▶ **Phrase grounding data**:
__________________________________________________
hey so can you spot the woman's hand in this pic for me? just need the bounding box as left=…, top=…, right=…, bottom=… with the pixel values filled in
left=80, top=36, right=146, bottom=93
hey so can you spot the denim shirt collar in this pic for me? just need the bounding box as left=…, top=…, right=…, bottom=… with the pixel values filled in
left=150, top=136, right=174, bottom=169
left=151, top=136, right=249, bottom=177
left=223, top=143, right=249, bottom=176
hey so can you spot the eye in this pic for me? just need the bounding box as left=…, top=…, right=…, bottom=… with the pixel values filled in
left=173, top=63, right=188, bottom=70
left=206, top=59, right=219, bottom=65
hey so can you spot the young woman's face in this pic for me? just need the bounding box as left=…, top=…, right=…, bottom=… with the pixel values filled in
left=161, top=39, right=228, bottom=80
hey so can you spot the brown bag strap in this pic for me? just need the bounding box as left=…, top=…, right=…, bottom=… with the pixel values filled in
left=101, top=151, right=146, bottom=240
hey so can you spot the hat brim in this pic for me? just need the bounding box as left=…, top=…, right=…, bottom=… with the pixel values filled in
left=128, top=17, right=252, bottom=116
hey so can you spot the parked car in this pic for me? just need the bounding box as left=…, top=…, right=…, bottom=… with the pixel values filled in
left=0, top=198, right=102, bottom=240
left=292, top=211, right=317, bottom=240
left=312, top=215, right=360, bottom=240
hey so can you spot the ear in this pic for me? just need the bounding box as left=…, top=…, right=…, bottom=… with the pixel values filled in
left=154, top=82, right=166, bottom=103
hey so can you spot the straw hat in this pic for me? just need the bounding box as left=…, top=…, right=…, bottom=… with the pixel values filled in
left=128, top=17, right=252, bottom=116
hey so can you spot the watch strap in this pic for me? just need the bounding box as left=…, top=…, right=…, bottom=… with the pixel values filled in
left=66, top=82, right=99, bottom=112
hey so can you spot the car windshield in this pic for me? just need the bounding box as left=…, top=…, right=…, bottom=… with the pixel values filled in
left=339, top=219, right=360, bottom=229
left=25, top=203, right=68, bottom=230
__________________________________________________
This calls for all of the entries above, repeated exactly.

hey so can you spot the woman's hand in this pic for me? just need the bounding box as left=…, top=…, right=…, bottom=… with the pixel values filled in
left=80, top=36, right=146, bottom=93
hey so can you spot the denim shirt collar in this pic for me? just need the bounding box as left=…, top=…, right=…, bottom=… with the pixel values filled in
left=150, top=136, right=174, bottom=169
left=151, top=136, right=249, bottom=177
left=223, top=143, right=249, bottom=176
hey so can you spot the eye in this pic for me? just need the bounding box as left=…, top=…, right=…, bottom=… with the pixel values filled in
left=173, top=63, right=188, bottom=70
left=206, top=59, right=219, bottom=65
hey so can you spot the young woman's face in this pic for me? just need the bounding box as left=…, top=…, right=…, bottom=… with the pixel values filled in
left=161, top=39, right=228, bottom=80
hey so can you spot the brown bag strap in this pic for me? just need the bounding box as left=…, top=…, right=…, bottom=… with the pixel values filled in
left=101, top=151, right=146, bottom=240
hey so can you spot the hat brim in this pic for me? just need the bounding box as left=…, top=…, right=…, bottom=… with the pixel values filled in
left=128, top=17, right=252, bottom=116
hey so can you spot the parked car in this pic for me? just need the bounding box as left=…, top=…, right=…, bottom=… with the pixel values filled in
left=0, top=198, right=102, bottom=240
left=292, top=211, right=317, bottom=240
left=312, top=215, right=360, bottom=240
hey so can you spot the ear in this pic for me? just need the bounding box as left=…, top=…, right=…, bottom=… with the pixel values filled in
left=154, top=82, right=166, bottom=103
hey so can you spot the straw hat in this pic for me? just need the bounding box as left=…, top=…, right=…, bottom=… with the pixel values filled in
left=128, top=17, right=252, bottom=116
hey so can you spot the watch strap in this pic for me? just need the bounding box as left=…, top=…, right=…, bottom=… with the pixel values filled in
left=66, top=82, right=99, bottom=112
hey so can you spot the car windshield in this pic for me? just need the bounding box as left=…, top=…, right=…, bottom=… with the pixel values filled in
left=339, top=219, right=360, bottom=229
left=25, top=203, right=68, bottom=230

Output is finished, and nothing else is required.